■ Página
-------
Transferido de São Vicente, em 1944, para a ilha do Faial, nos Açores, Manuel Lopes de novo partirá, desta vez de forma definitiva, de Cabo Verde. Mas não sem que tivesse antes, no entanto, testemunhado pessoalmente, na ilha de Santo Antão, onde adquirira um terreno para cultivo, os efeitos atrozes da seca sobre o camponês cabo-verdiano.
É esse testemunho que serve de base aos seus dois magistrais romances. Durante a sua estadia nos Açores, redige um dos seus ensaios mais conhecidos, Os Meios Pequenos e a Cultura, que apresenta no Sporting Club da Horta em 1951, e publica os Poemas de Quem Ficou. Em 1966, já a residir em Lisboa, participa no VI Congresso Internacional de Estudos Luso-Brasileiros, a decorrer nas Universidades de Harvard, Massachusetts, e Columbia, Nova Iorque.
-------
■ Itens fornecidos
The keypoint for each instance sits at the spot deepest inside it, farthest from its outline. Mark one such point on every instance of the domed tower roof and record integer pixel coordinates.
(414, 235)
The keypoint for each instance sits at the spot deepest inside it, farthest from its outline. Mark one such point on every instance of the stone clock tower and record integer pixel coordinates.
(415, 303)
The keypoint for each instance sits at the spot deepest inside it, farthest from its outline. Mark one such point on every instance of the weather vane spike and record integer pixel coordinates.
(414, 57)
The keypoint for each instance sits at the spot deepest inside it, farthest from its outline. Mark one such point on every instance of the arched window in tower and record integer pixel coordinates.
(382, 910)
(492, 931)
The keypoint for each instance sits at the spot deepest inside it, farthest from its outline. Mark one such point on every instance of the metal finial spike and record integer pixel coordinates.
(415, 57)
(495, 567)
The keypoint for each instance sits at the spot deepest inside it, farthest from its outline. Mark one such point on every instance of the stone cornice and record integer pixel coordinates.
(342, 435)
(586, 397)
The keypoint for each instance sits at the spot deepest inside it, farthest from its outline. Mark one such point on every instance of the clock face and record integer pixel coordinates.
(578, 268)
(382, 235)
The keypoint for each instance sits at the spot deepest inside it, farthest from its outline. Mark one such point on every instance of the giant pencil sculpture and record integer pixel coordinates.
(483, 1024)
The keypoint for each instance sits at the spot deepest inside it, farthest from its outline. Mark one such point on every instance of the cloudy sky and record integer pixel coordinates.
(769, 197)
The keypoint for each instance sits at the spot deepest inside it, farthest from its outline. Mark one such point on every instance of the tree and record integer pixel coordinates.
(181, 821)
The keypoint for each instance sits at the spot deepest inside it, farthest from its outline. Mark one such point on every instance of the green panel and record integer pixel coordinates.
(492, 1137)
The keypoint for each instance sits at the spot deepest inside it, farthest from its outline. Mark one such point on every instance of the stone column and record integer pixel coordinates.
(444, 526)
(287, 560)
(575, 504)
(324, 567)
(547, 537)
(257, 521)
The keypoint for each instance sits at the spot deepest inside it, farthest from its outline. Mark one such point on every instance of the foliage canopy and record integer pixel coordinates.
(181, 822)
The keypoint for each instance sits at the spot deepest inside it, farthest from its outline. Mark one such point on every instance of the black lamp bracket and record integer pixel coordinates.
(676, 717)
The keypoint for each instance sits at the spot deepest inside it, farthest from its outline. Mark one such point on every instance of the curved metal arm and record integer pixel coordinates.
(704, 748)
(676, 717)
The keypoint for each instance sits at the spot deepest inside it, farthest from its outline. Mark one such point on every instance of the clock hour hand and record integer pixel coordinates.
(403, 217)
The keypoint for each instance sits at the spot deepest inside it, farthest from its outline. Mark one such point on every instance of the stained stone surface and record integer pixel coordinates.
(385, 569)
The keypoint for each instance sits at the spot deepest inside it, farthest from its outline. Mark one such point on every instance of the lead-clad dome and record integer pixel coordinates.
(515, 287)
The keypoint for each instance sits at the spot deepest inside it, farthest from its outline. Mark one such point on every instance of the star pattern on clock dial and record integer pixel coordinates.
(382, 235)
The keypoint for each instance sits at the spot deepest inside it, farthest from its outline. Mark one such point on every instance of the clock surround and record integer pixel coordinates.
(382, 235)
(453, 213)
-------
Prossiga o texto biográfico sobre Manuel Lopes a partir da última frase apresentada.

■ Resultado do exercício
Homem comedido, pouco dado a intervenções públicas, Manuel Lopes nunca perdeu, apesar de tudo, o gosto pelo convívio social e pela cavaqueira amena, em especial com os seus conterrâneos, cavaqueira que punha em dia, enquanto a saúde e a idade o permitiram, nos encontros ao fim de semana mantidos na sede da Associação dos Antigos Alunos do Ensino Secundário de Cabo Verde em Carnide.
Manuel Lopes, aqui lhe prestamos a nossa singela homenagem. Bem-haja pela sua perseverança, morabeza, sabedoria e humildade!